ABOUT THIS TASK:
Make an exact copy of the records, omitting all images.
[[ DATASET EXCERPTS open ]]
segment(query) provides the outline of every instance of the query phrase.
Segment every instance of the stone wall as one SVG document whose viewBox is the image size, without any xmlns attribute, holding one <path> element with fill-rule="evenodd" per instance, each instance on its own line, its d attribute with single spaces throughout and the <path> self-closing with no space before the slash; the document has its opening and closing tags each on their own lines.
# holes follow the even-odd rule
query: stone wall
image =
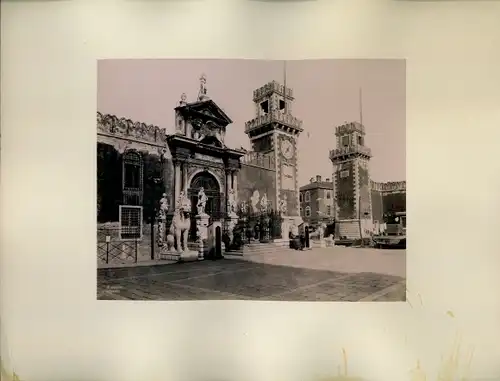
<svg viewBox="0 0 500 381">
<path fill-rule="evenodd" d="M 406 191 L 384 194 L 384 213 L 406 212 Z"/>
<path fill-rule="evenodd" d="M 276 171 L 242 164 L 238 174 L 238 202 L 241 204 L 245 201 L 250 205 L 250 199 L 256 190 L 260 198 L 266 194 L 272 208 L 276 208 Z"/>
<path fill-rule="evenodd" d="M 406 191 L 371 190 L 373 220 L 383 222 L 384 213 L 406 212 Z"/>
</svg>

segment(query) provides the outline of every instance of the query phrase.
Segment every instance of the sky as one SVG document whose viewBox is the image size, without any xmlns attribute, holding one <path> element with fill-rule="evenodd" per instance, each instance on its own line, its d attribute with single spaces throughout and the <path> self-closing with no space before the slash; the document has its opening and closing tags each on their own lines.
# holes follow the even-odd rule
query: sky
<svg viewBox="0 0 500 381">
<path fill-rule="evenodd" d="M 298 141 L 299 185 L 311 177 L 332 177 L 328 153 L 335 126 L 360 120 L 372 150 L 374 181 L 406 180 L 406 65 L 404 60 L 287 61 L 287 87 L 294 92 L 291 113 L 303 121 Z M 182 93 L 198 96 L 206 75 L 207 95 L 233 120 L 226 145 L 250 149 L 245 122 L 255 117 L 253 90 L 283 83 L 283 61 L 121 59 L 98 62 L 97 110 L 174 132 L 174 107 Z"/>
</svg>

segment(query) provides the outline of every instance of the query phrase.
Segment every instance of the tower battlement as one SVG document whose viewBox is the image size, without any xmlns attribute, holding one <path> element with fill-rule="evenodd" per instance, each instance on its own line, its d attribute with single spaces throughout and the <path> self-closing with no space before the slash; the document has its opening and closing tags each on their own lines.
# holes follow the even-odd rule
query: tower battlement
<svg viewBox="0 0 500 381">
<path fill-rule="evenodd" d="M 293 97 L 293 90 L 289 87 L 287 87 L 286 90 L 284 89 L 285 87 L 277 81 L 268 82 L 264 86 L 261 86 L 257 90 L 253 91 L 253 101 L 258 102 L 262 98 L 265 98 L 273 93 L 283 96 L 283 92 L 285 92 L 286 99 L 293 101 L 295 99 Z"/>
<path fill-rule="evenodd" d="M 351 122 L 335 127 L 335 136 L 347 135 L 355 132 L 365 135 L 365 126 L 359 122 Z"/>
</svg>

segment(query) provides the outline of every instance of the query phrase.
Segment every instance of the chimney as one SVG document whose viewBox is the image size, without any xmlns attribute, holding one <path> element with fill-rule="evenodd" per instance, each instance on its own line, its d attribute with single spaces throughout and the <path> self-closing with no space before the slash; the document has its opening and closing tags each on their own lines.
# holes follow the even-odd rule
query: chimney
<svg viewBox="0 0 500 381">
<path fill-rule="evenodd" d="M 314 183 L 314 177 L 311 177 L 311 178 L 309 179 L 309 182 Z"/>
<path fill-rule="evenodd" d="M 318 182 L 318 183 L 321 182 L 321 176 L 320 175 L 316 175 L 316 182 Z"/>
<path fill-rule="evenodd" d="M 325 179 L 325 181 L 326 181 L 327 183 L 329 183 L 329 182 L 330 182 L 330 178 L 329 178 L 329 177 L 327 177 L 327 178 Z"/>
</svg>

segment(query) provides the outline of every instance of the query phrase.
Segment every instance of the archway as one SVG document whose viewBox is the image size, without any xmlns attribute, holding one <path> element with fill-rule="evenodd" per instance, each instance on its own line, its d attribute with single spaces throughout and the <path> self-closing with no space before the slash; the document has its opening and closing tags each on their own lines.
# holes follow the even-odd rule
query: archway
[[ DATASET EXCERPTS closed ]]
ANSWER TO THE PROBLEM:
segment(query) provides the outline of every instance of the query phrase.
Segment every instance of the stone wall as one SVG document whose viewBox is the image size, without any xmlns attribute, holding one <path> element with fill-rule="evenodd" per instance, each instance on its own line, its d attribute with single spaces throughout and the <path> self-closing with no space before the slash; the document has its opening and closing tags each on their own lines.
# holes follow the even-odd rule
query: stone wall
image =
<svg viewBox="0 0 500 381">
<path fill-rule="evenodd" d="M 406 191 L 384 194 L 384 213 L 406 212 Z"/>
<path fill-rule="evenodd" d="M 276 171 L 242 164 L 238 174 L 238 202 L 241 204 L 245 201 L 250 205 L 250 199 L 256 190 L 260 198 L 266 194 L 272 208 L 276 208 Z"/>
<path fill-rule="evenodd" d="M 406 191 L 371 190 L 373 220 L 383 222 L 384 213 L 406 212 Z"/>
</svg>

segment(query) provides the outline of every instance of the query phrase.
Segment every instance of the sky as one SVG document whose viewBox is the image size, without any xmlns attribute, holding one <path> element with fill-rule="evenodd" per instance, each instance on its own line, its d attribute with single spaces throughout and the <path> self-closing with no space before the slash; the document has its opening and closing tags each on their own lines.
# holes follow the even-odd rule
query: sky
<svg viewBox="0 0 500 381">
<path fill-rule="evenodd" d="M 298 141 L 299 185 L 311 177 L 332 177 L 328 153 L 335 126 L 360 120 L 372 150 L 374 181 L 406 180 L 406 65 L 404 60 L 287 61 L 287 87 L 294 92 L 291 113 L 303 121 Z M 182 93 L 198 96 L 206 75 L 207 95 L 233 120 L 226 145 L 250 149 L 245 122 L 255 117 L 253 90 L 283 83 L 283 61 L 121 59 L 98 62 L 97 110 L 174 132 L 174 107 Z"/>
</svg>

segment(query) provides the outline of every instance of the query phrase.
Segment every instance of the tower battlement as one SVG document whose viewBox is the image size, without any xmlns attribute, holding one <path> element with fill-rule="evenodd" per instance, each instance on its own line, its d attribute with single spaces throughout and the <path> self-closing with no space before the slash; the document has its opening and closing tags each on their own lines.
# holes follow the even-odd rule
query: tower battlement
<svg viewBox="0 0 500 381">
<path fill-rule="evenodd" d="M 293 97 L 293 90 L 289 87 L 287 87 L 286 90 L 284 89 L 285 87 L 277 81 L 268 82 L 264 86 L 261 86 L 257 90 L 253 91 L 253 101 L 258 102 L 262 98 L 265 98 L 273 93 L 283 96 L 283 92 L 285 92 L 286 99 L 293 101 L 295 99 Z"/>
<path fill-rule="evenodd" d="M 351 122 L 335 127 L 335 136 L 347 135 L 355 132 L 365 135 L 365 126 L 359 122 Z"/>
</svg>

segment(query) provides the outline of every instance of the query phrase.
Segment every instance of the chimney as one SVG document whose viewBox is the image size, without any xmlns attribute, holding one <path> element with fill-rule="evenodd" per instance, each instance on its own line, its d attribute with single spaces throughout and the <path> self-closing with no space before the slash; the document has its opening and closing tags each on their own lines.
# holes follow the even-odd rule
query: chimney
<svg viewBox="0 0 500 381">
<path fill-rule="evenodd" d="M 314 183 L 314 177 L 311 177 L 311 178 L 309 179 L 309 182 Z"/>
<path fill-rule="evenodd" d="M 318 182 L 318 183 L 321 182 L 321 176 L 320 175 L 316 175 L 316 182 Z"/>
<path fill-rule="evenodd" d="M 325 179 L 325 181 L 326 181 L 327 183 L 329 183 L 329 182 L 330 182 L 330 178 L 329 178 L 329 177 L 327 177 L 327 178 Z"/>
</svg>

segment(query) provides the outline of every instance of the query phrase.
Segment every instance of the archway as one SVG document whose viewBox is the image size, without any xmlns attribute, holding one <path> element with fill-rule="evenodd" per instance, each instance on its own line, its d attribute with single spaces throughout and the <path> self-closing with no space before the slash; the document has its opening and closing tags each on their own lines.
# holes follow the even-odd rule
query: archway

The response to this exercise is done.